# QUOTED TEXT
=-=-=

Merlin is a Ruby on Rails application for interacting with and controlling EC2 API compatible clouds, such as Amazon EC2 and Eucalyptus. It provides a web interface for the creation of instances, volumes, and snapshots, and enables fast provisioning of new instances by providing a custom userdata script which the machine prior to running a configuration management system (currently, only Puppet is supported).
Primarily, Merlin is a web interface to Eucalyptus clouds, but it can also be used with AWS (in fact, I do today). Merlin is intended to build on top of a standard cloud interface, giving the user the ability to store and hold advanced metadata on cloud objects. Merlin will keep track of hostnames, instance descriptions, and what have you. Merlin also provides a dirt-simple API that userdata or CLI scripts can use to take certain actions, such as introducing an instance, registering it in DNS, etc.
Currently, Merlin supports the following:
This is still a very immature project (as of March 2011). The UI is atrocious, the code reflects its origins as my first serious Ruby/Rails project, and there are no unit tests or model validations to speak of.

=-=-=

# DATA
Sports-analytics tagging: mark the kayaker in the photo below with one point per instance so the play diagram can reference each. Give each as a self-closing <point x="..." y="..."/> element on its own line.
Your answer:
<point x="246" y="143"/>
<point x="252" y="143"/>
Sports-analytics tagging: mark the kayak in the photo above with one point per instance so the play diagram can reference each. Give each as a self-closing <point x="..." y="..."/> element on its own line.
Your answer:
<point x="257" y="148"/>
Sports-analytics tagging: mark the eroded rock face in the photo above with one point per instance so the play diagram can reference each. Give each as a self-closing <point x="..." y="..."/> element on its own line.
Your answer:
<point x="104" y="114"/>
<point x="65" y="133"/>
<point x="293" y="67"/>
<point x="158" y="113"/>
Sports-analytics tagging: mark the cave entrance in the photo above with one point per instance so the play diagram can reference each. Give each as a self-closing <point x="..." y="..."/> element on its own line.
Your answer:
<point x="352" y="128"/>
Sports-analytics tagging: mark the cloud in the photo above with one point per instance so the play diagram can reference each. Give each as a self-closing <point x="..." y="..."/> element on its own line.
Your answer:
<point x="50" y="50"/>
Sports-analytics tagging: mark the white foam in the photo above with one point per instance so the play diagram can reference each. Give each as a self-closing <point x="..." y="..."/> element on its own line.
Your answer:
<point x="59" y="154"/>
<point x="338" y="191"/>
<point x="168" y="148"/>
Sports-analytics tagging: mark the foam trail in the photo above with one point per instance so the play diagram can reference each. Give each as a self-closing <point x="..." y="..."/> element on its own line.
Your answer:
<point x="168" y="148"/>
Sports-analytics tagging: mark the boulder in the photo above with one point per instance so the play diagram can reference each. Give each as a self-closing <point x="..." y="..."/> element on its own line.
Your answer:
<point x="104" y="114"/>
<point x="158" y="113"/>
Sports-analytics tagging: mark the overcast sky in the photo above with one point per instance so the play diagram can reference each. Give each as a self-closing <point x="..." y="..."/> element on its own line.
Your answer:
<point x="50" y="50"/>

=-=-=

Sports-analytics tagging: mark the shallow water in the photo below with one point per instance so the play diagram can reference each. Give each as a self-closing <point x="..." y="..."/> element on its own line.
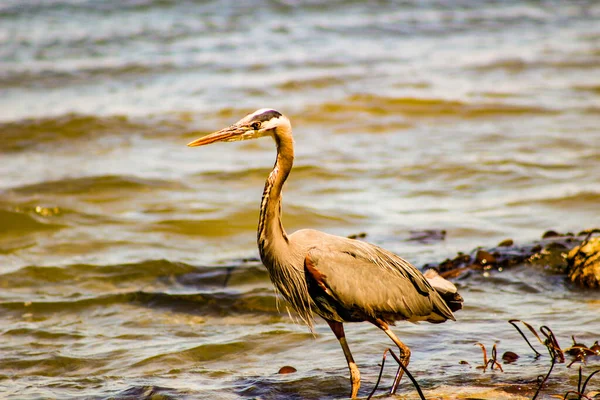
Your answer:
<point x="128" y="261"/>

=-=-=

# THE PROBLEM
Pick up the Merlin project description after its final sentence and keep writing it. The items stand apart from the Merlin project description.

# EXERCISE OUTPUT
Merlin will not prevent you from shooting yourself in the foot, and if you give it admin access to your Eucalyptus cloud, it may, in fact, encourage such things.
That being said, Merlin is under rapid development, and should be expected to improve rapidly. Work is currently ongoing to make sure the following workflow is fully implemented, to start:
Once this work is done, the first “real” version will be released, and then the project will start using actual migrations, as opposed to simply modifying the existing one over and over. Cough.
Join the Merlin community, by joining our mailing list, checking out our code and filing merge requests and bugs.
Merlin is written by Justin Baugh, and is free
software,
licensed under the GNU Affero General Public
License, version 3 or later.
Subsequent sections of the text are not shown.